# THE PROBLEM:
Starting at the line that contains "For each instance of the sea water, drop" and ending at the last line of the material, write out only those lines again, requests included, and offset every coordinate in the answers by adding 99 to it.

--- START ---

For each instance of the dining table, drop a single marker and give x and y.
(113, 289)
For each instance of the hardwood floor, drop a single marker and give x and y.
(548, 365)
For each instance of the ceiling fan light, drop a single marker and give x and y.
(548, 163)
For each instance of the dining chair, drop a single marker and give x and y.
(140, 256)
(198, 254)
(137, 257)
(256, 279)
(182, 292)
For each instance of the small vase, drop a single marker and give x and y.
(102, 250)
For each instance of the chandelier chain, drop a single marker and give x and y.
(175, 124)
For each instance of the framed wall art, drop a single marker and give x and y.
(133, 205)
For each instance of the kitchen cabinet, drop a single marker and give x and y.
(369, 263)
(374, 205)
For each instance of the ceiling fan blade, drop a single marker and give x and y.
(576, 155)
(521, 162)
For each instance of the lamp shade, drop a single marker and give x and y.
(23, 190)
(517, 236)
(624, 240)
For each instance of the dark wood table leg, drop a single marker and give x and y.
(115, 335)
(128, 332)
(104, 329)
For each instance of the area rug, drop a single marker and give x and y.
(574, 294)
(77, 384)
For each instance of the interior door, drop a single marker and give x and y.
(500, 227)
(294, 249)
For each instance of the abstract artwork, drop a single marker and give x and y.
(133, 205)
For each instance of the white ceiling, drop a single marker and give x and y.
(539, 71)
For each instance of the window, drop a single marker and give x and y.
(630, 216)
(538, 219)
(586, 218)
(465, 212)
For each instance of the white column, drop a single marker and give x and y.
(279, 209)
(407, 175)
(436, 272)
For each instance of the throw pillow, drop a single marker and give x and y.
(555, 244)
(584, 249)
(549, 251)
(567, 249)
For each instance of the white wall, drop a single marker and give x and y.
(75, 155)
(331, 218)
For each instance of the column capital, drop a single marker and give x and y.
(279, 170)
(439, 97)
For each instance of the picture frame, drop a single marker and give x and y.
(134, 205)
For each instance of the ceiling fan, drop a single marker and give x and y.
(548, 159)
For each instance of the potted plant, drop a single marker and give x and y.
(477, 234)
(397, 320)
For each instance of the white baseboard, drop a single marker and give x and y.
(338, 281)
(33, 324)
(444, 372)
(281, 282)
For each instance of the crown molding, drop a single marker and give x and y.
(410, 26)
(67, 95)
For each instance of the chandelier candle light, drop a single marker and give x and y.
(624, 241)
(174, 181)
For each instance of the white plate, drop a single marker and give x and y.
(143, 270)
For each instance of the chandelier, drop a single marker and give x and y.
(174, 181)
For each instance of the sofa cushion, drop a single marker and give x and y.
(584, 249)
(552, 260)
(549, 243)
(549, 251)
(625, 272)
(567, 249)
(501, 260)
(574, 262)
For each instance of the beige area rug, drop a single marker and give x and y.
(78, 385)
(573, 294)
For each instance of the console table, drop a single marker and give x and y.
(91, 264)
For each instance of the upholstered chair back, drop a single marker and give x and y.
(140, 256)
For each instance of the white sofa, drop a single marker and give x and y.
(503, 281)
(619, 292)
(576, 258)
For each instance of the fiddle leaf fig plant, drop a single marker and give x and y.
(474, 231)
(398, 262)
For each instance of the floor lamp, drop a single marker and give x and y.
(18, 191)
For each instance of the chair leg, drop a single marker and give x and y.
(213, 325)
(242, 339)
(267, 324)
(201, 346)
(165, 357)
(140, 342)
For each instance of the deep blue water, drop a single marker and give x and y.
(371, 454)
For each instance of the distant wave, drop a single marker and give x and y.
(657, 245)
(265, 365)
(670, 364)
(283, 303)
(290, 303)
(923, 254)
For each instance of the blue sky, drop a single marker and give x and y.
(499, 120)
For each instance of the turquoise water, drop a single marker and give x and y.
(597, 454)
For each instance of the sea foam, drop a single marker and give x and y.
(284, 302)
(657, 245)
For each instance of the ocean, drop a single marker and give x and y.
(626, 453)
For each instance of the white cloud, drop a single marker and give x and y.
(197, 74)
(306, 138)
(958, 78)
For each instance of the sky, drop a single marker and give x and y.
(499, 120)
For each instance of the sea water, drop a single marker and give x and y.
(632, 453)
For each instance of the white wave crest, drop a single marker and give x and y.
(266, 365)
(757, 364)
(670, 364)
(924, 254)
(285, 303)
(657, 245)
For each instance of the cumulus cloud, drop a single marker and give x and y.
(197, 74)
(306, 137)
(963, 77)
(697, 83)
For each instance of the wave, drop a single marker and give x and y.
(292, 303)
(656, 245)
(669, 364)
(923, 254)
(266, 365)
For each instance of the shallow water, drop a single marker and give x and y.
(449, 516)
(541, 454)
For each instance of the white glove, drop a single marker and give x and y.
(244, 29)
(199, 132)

--- END ---

# WRITTEN REPLY:
For each instance of the sea water, drop a single marker and give x and y.
(731, 552)
For each instance of the white wave crest, drop a single marker and give x and y.
(365, 464)
(856, 463)
(769, 463)
(1023, 353)
(384, 402)
(756, 344)
For each instance of the cumulus cloud, drop a single marker and give x and y.
(296, 173)
(405, 236)
(1062, 176)
(796, 182)
For each instance of the wave, drop a single marker and give x and y.
(391, 402)
(755, 344)
(768, 463)
(1022, 353)
(365, 464)
For each instance of the shallow water, drop a single marker and give x and y.
(548, 615)
(640, 553)
For each instance of the white glove, drop a single marker and give x and y.
(343, 128)
(298, 231)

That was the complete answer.